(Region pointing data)
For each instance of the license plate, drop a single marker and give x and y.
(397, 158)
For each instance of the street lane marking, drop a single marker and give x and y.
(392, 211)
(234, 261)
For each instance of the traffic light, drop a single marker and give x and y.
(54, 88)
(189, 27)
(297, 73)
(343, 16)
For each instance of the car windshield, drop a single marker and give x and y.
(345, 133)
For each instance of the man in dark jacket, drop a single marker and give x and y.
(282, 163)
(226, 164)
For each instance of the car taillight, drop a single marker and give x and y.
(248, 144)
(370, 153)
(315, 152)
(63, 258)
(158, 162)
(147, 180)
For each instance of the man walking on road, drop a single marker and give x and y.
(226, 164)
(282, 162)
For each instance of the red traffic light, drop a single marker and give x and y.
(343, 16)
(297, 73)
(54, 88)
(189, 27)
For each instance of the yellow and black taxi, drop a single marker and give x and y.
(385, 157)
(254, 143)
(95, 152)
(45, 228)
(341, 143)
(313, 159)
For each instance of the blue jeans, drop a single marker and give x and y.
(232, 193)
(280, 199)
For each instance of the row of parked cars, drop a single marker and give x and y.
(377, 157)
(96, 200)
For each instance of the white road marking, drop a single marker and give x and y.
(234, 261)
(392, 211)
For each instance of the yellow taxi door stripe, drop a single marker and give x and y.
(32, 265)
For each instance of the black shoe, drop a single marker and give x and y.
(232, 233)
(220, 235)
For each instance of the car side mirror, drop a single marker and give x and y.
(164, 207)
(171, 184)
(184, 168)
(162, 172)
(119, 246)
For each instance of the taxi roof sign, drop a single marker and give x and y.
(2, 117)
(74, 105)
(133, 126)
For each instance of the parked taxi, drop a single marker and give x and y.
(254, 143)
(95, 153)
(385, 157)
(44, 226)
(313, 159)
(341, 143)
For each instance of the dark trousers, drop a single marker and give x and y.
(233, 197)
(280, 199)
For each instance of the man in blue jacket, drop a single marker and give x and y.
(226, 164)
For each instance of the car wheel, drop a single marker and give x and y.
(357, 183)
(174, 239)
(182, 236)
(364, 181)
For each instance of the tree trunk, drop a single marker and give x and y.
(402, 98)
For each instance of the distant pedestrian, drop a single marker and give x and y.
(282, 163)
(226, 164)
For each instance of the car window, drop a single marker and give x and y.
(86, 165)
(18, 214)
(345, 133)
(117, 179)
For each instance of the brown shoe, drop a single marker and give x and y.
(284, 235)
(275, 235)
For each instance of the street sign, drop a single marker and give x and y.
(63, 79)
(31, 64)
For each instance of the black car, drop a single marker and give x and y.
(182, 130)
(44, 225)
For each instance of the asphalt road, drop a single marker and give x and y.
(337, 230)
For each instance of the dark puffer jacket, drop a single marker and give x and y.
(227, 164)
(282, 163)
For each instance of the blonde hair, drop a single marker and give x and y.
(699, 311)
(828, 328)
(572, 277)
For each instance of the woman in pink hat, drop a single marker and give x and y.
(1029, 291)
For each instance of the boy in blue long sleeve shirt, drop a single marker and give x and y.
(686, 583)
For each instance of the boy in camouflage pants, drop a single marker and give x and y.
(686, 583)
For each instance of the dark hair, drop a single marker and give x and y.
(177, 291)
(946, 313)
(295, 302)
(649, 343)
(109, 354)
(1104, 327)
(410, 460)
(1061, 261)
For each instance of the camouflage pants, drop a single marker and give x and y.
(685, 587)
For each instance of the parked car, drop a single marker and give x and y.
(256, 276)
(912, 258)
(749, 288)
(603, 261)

▸ **Work request**
Reproduce the data exactly. Keep every line intact.

▸ **Solution to the exercise**
For each instance of the license plate, drop a single marker and give x and y.
(397, 158)
For each instance of the street lane marking, drop a single marker and give x and y.
(392, 211)
(234, 261)
For each instance of the traffic light, drop a single marker and give x and y.
(54, 88)
(189, 27)
(297, 73)
(343, 16)
For each instance of the car windshield, drop a single marker and give x and y.
(345, 133)
For each instance of the man in dark jacket, drop a single marker and give x and y.
(282, 163)
(226, 164)
For each instance of the car taillight, drop a single marker and give x and y.
(248, 144)
(370, 153)
(315, 152)
(63, 258)
(158, 162)
(147, 180)
For each instance of the man walking on road, drop a single marker and give x and y.
(226, 164)
(282, 162)
For each instance of the red traffic light, drop a single marker and give x and y.
(343, 16)
(297, 73)
(54, 88)
(189, 27)
For each instance of the yellow and black taxi, drop a single marker and give x and y.
(385, 157)
(254, 143)
(95, 152)
(45, 228)
(341, 143)
(313, 159)
For each instance of the blue jeans, drop a single marker and give x and y.
(232, 193)
(280, 199)
For each instance of the row of parked cars, drop a single marker and give x and y.
(377, 157)
(96, 200)
For each instance of the white road marking, drop a single marker and give x and y.
(234, 261)
(392, 211)
For each instance of the yellow taxi door stripe, drop a single marker and give x and y.
(32, 265)
For each instance of the black shoe, drop a single marker and give x and y.
(232, 233)
(220, 235)
For each instance of the car side mirror, drop a single marker and give x and y.
(164, 207)
(171, 184)
(184, 168)
(162, 172)
(119, 246)
For each instance of the taxi roof sign, drop a single marker and give x and y.
(2, 117)
(74, 105)
(133, 126)
For each instance of the parked taxi, drop a single marker and give x and y.
(254, 143)
(95, 153)
(385, 157)
(44, 226)
(313, 159)
(341, 143)
For each instance of the dark trousers, drop a single marker and give x and y.
(233, 197)
(280, 199)
For each instance of the man in blue jacket, drop a single marker and give x and y.
(226, 164)
For each instance of the car wheel, drop a single marker and give x and y.
(357, 183)
(174, 239)
(182, 236)
(364, 181)
For each instance of the tree trunk, drop a single marker and give x and y.
(402, 98)
For each instance of the distant pedestrian, drop a single marker and give x and y.
(282, 163)
(226, 164)
For each instance of the car window, drop a single marker and give x and y.
(86, 165)
(18, 214)
(345, 133)
(117, 179)
For each instance of the brown shoe, drop a single marker and give x and y.
(284, 235)
(275, 235)
For each instance of the street sign, drop a single marker and give x and y.
(63, 79)
(31, 64)
For each instance of the black car, drop a single marker and give x and y.
(182, 130)
(44, 225)
For each instance of the asphalt road, drop a single marker and give x and y.
(337, 230)
For each instance of the dark puffer jacket, drop a single marker and give x and y.
(227, 164)
(282, 163)
For each instance of the blonde hair, drop a single marker and give x and y.
(699, 311)
(828, 328)
(572, 277)
For each instance of the woman in pink hat, drop a single marker and give x and y.
(1029, 291)
For each instance of the boy in blue long sleeve shirt, drop a single marker and give x and y.
(686, 583)
For each instance of the boy in camouflage pants, drop a single marker and give x and y.
(686, 583)
For each instance of the dark hair, drop a single marker and give x and y.
(177, 291)
(946, 313)
(295, 302)
(649, 343)
(109, 354)
(1104, 327)
(410, 460)
(1061, 261)
For each instance of the camouflage pants, drop a single marker and give x and y.
(685, 587)
For each instance of the parked car, drop a single marker and give x and y.
(256, 276)
(912, 258)
(749, 288)
(603, 261)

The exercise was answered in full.